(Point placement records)
┌────────

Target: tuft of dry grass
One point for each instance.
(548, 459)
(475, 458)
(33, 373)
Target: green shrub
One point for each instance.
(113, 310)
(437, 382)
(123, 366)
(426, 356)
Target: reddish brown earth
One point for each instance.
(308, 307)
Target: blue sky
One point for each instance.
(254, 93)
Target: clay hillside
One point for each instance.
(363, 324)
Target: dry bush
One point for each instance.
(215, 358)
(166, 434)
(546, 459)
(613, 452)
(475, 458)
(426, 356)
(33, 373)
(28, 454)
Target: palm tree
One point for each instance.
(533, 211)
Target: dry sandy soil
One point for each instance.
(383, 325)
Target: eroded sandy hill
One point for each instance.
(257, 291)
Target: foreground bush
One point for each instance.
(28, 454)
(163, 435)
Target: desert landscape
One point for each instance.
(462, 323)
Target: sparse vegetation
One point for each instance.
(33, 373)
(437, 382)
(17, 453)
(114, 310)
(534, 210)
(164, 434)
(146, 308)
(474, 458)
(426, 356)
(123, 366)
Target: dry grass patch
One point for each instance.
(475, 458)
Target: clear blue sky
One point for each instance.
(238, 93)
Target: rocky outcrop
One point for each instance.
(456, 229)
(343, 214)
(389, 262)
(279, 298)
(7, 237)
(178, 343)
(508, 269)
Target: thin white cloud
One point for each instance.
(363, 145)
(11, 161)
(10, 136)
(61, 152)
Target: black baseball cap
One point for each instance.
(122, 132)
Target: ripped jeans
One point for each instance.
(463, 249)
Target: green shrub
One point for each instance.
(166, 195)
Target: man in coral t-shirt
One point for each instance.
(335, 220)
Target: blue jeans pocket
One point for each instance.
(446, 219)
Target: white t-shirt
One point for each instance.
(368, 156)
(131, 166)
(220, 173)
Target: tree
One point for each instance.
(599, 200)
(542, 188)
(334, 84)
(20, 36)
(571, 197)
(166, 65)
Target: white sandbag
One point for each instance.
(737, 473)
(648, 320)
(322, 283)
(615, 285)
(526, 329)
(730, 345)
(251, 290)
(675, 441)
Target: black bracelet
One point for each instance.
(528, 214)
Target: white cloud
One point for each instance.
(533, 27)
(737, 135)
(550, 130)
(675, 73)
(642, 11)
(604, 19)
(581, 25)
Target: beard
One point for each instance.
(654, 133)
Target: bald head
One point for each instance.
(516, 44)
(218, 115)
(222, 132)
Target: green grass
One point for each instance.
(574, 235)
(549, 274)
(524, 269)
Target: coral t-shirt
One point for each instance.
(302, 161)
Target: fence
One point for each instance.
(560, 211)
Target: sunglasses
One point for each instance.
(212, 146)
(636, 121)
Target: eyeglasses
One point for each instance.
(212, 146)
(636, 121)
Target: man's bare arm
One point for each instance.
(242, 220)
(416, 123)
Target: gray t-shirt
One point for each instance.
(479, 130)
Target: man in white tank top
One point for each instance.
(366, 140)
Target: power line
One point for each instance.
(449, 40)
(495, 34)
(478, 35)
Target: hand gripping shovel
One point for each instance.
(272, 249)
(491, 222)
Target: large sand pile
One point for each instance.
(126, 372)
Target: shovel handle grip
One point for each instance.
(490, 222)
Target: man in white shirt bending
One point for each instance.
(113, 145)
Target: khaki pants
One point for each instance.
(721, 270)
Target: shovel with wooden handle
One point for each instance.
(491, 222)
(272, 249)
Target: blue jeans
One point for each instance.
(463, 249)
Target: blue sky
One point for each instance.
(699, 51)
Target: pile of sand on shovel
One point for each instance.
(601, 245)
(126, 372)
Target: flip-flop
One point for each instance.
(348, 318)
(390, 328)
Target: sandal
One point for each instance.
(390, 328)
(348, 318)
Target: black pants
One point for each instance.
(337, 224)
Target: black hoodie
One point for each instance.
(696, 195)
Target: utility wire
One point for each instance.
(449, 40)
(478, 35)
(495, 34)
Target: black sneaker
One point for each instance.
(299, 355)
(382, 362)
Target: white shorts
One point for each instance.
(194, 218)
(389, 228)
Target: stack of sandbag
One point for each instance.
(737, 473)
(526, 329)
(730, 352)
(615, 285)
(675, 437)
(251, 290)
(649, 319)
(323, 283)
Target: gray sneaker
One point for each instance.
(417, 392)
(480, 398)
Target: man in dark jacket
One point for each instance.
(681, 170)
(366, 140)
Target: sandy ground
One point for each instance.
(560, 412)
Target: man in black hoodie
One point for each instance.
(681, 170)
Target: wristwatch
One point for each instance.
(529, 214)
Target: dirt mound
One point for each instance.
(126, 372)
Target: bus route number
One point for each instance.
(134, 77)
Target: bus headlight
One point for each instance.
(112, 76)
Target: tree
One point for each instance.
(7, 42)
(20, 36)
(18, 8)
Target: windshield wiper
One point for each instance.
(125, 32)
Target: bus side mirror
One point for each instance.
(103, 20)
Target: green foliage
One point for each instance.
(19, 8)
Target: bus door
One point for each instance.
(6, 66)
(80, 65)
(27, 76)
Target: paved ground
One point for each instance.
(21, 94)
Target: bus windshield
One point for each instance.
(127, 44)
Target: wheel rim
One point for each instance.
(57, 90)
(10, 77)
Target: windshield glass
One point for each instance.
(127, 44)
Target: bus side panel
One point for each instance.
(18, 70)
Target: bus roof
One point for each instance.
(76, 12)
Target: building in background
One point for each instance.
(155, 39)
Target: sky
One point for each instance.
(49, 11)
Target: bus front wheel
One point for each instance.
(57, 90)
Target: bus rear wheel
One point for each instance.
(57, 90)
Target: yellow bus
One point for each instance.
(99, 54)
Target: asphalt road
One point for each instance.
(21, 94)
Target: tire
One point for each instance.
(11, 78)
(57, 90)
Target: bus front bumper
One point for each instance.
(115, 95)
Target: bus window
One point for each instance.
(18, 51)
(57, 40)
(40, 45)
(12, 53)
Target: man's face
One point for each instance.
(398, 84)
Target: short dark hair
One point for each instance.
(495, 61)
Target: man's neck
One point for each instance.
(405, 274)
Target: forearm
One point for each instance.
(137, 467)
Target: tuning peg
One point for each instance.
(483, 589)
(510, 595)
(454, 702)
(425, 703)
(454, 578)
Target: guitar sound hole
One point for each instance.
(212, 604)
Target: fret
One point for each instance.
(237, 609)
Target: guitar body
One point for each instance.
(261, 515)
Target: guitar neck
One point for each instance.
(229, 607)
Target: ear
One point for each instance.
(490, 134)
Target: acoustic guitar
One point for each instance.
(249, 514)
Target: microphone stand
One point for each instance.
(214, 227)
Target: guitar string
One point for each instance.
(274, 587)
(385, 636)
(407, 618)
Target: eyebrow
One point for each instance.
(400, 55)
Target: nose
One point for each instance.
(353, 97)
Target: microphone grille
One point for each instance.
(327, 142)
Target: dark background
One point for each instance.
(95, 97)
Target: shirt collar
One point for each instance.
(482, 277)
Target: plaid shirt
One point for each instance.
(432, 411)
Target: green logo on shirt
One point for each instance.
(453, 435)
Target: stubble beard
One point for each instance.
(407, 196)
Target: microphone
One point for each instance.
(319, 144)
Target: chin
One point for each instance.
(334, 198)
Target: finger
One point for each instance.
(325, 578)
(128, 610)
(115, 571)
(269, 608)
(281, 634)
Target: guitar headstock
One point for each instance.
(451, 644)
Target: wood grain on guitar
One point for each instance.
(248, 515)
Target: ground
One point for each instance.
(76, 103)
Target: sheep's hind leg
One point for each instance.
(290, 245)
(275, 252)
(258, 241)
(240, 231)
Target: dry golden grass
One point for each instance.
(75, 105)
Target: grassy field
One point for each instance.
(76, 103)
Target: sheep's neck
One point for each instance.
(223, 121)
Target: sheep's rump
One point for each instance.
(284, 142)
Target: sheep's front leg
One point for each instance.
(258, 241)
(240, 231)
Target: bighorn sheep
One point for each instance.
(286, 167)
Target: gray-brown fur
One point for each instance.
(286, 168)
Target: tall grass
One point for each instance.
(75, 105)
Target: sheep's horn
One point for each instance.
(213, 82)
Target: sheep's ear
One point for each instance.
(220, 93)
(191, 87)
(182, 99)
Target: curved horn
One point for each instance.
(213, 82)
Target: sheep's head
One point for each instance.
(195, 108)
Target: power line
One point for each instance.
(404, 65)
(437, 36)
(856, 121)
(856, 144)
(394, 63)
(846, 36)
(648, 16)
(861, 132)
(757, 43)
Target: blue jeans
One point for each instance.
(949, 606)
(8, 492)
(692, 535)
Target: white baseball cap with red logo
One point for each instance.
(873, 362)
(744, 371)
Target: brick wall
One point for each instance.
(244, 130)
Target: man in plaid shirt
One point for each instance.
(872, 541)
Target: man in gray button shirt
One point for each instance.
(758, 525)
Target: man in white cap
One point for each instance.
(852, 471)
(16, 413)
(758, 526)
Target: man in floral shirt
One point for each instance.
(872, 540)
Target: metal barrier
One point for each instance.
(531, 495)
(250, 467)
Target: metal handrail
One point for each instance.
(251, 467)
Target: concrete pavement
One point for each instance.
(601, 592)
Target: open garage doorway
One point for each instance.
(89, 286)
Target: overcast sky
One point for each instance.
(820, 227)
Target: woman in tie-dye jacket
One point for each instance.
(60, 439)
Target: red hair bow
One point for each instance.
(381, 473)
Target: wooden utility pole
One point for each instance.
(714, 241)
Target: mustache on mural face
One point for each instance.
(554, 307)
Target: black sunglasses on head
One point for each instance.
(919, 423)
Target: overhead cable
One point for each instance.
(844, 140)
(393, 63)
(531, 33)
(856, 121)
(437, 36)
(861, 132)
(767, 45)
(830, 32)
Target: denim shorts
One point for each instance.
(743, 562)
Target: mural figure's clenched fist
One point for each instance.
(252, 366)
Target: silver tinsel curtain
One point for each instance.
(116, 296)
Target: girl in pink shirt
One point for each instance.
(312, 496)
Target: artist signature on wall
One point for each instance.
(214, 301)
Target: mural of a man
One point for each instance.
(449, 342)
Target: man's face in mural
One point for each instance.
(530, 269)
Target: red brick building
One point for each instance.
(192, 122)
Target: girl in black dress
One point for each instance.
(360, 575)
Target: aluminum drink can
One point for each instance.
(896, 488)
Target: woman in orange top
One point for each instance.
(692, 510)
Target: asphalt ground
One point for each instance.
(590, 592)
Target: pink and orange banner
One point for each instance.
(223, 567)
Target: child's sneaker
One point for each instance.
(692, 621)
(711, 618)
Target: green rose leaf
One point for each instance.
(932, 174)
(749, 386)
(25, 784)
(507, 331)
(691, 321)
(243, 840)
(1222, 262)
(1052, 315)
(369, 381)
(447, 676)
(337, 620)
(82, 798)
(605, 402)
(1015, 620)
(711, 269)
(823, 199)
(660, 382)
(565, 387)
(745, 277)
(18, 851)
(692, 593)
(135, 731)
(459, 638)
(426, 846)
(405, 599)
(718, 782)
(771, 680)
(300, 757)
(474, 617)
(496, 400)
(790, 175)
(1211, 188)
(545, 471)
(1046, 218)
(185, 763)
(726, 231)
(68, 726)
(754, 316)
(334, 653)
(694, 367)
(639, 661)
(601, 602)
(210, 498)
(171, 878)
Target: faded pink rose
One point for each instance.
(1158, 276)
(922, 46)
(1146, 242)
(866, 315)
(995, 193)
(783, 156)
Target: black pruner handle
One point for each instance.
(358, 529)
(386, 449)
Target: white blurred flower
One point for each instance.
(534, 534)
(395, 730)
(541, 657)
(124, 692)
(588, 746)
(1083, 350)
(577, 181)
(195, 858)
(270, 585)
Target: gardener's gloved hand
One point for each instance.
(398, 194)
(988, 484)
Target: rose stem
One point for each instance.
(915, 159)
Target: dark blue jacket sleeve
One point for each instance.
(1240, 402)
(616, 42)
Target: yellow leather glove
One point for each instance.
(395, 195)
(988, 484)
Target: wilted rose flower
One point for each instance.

└────────

(THE REQUEST) Reproduce the final stretch of the data above: every line from the one holding "Target: green rose leaf" through the end, inclusive, exactly as written and nothing else.

(THE OUTPUT)
Target: green rose leaf
One point for each instance.
(932, 174)
(749, 386)
(25, 784)
(507, 331)
(691, 321)
(243, 840)
(1222, 262)
(1052, 315)
(369, 381)
(447, 676)
(337, 620)
(82, 798)
(605, 402)
(1015, 620)
(711, 269)
(823, 199)
(660, 382)
(565, 387)
(745, 277)
(18, 851)
(692, 593)
(135, 731)
(459, 638)
(426, 846)
(405, 599)
(718, 782)
(771, 680)
(300, 757)
(474, 617)
(496, 400)
(790, 175)
(1211, 188)
(545, 471)
(1046, 218)
(185, 763)
(726, 231)
(68, 726)
(754, 316)
(334, 653)
(694, 367)
(639, 661)
(601, 602)
(210, 498)
(171, 878)
Target: faded pink rose
One point for each instance.
(1158, 276)
(922, 46)
(1146, 242)
(866, 315)
(995, 193)
(783, 156)
Target: black pruner handle
One point for each instance.
(358, 529)
(386, 449)
Target: white blurred flower
One point for each instance.
(534, 534)
(395, 730)
(541, 657)
(124, 692)
(588, 746)
(1083, 350)
(577, 181)
(195, 858)
(270, 585)
Target: gardener's gloved hand
One point for each instance.
(398, 194)
(988, 484)
Target: rose stem
One point for each instance.
(915, 159)
Target: dark blue jacket sleeve
One point for each instance.
(1240, 402)
(616, 42)
Target: yellow leather glove
One point for each instance.
(395, 195)
(988, 484)
Target: wilted rose flower
One point for each instance.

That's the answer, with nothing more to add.